# [WRITTEN INSTRUCTION]
Write out all of the data without omission, exactly as shown.

-- START OF DATA FOR THE TASK --

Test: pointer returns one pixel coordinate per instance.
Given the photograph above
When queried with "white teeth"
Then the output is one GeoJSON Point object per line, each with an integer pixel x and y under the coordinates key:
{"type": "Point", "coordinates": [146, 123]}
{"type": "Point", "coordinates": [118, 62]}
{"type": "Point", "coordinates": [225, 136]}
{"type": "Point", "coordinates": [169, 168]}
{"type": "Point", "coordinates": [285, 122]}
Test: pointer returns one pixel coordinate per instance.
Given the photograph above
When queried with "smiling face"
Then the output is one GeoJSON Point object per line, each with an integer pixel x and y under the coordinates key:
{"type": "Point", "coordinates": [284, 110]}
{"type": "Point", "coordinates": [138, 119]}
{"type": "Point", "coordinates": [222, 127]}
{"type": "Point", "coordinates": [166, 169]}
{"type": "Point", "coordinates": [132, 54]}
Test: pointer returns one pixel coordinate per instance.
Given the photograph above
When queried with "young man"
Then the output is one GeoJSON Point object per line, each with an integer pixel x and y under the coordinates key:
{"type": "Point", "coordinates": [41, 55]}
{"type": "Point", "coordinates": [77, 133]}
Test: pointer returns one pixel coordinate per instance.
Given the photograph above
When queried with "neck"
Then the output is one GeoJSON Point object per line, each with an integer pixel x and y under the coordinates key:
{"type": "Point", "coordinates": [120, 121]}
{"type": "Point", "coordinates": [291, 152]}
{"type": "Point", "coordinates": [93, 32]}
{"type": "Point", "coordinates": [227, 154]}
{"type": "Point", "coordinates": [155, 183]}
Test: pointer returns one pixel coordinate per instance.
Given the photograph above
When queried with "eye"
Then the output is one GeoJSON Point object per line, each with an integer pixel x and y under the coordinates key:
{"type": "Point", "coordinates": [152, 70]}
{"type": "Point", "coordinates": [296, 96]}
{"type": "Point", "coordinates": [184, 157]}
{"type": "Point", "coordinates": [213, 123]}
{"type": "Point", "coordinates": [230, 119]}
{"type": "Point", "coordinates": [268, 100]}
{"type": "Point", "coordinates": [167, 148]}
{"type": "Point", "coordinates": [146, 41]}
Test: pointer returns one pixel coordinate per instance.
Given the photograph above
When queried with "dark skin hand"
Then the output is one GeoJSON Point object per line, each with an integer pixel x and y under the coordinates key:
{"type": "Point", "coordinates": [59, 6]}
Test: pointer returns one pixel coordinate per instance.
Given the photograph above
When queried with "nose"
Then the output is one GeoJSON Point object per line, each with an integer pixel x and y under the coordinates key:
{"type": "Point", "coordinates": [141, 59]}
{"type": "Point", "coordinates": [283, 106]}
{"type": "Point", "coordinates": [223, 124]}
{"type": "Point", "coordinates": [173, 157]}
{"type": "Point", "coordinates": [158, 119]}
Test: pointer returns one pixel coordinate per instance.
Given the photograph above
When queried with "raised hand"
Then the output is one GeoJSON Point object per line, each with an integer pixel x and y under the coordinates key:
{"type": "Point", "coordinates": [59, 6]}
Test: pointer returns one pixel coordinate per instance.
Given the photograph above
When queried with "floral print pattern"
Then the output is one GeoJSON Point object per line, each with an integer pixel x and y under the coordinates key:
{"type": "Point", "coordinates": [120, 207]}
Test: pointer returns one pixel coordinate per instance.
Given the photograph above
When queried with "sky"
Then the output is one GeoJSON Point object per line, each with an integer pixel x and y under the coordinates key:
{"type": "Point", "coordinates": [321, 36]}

-- END OF DATA FOR THE TASK --

# [THE OUTPUT]
Test: pointer returns one pixel coordinate per instance.
Given the photograph above
When queried with "white teeth"
Then the output is one GeoJSON Point object per line, each with an integer pixel x and y under the coordinates key:
{"type": "Point", "coordinates": [146, 123]}
{"type": "Point", "coordinates": [118, 62]}
{"type": "Point", "coordinates": [225, 136]}
{"type": "Point", "coordinates": [169, 168]}
{"type": "Point", "coordinates": [285, 122]}
Test: pointer returns one pixel coordinate per instance.
Given the photograph above
When queried with "smiling face"
Then the output is one GeoJSON Point object per line, each with an integer pixel x and y under the coordinates key:
{"type": "Point", "coordinates": [284, 110]}
{"type": "Point", "coordinates": [138, 119]}
{"type": "Point", "coordinates": [222, 127]}
{"type": "Point", "coordinates": [166, 169]}
{"type": "Point", "coordinates": [132, 54]}
Test: pointer returns one pixel coordinate per instance.
Given the photograph above
When queried with "young man"
Then the output is one GeoJSON Point object per line, each with an integer pixel x and y under the coordinates key:
{"type": "Point", "coordinates": [41, 55]}
{"type": "Point", "coordinates": [77, 133]}
Test: pointer returns one pixel coordinate per instance.
Given the photograph above
When queried with "neck"
Then the output is one GeoJSON Point object per line, each with an integer pixel x and y under the coordinates key:
{"type": "Point", "coordinates": [120, 121]}
{"type": "Point", "coordinates": [291, 152]}
{"type": "Point", "coordinates": [93, 32]}
{"type": "Point", "coordinates": [227, 154]}
{"type": "Point", "coordinates": [155, 183]}
Test: pointer returns one pixel coordinate per instance.
Given the photograph above
When queried with "eye"
Then the output is one GeoJSON Point object per line, each with an integer pixel x and y under the coordinates key:
{"type": "Point", "coordinates": [152, 70]}
{"type": "Point", "coordinates": [296, 96]}
{"type": "Point", "coordinates": [184, 157]}
{"type": "Point", "coordinates": [213, 123]}
{"type": "Point", "coordinates": [230, 119]}
{"type": "Point", "coordinates": [268, 100]}
{"type": "Point", "coordinates": [167, 148]}
{"type": "Point", "coordinates": [146, 41]}
Test: pointer returns one pixel coordinate per instance.
Given the photograph above
When queried with "dark skin hand"
Then the output is one GeoJSON Point object per line, each with an integer pixel x and y under the coordinates key:
{"type": "Point", "coordinates": [59, 6]}
Test: pointer returns one pixel coordinate per instance.
Given the photograph above
When queried with "nose"
Then the output is one GeoJSON Point object per line, each with an integer pixel x and y under the coordinates key:
{"type": "Point", "coordinates": [141, 59]}
{"type": "Point", "coordinates": [283, 106]}
{"type": "Point", "coordinates": [223, 124]}
{"type": "Point", "coordinates": [173, 157]}
{"type": "Point", "coordinates": [158, 119]}
Test: pointer returns one pixel coordinate per instance.
Given the photograph above
When queried with "raised hand"
Then the output is one GeoJSON Point object per line, each with an integer pixel x and y under the coordinates key:
{"type": "Point", "coordinates": [59, 6]}
Test: pointer returns one pixel coordinate per instance.
Given the photograph above
When queried with "floral print pattern"
Then the output is one GeoJSON Point object per line, each with an integer pixel x and y under the coordinates key:
{"type": "Point", "coordinates": [120, 207]}
Test: pointer returns one pixel coordinate per instance.
Given the photograph above
When queried with "sky"
Then the output is one GeoJSON Point object per line, each with an integer pixel x and y under the coordinates key:
{"type": "Point", "coordinates": [321, 36]}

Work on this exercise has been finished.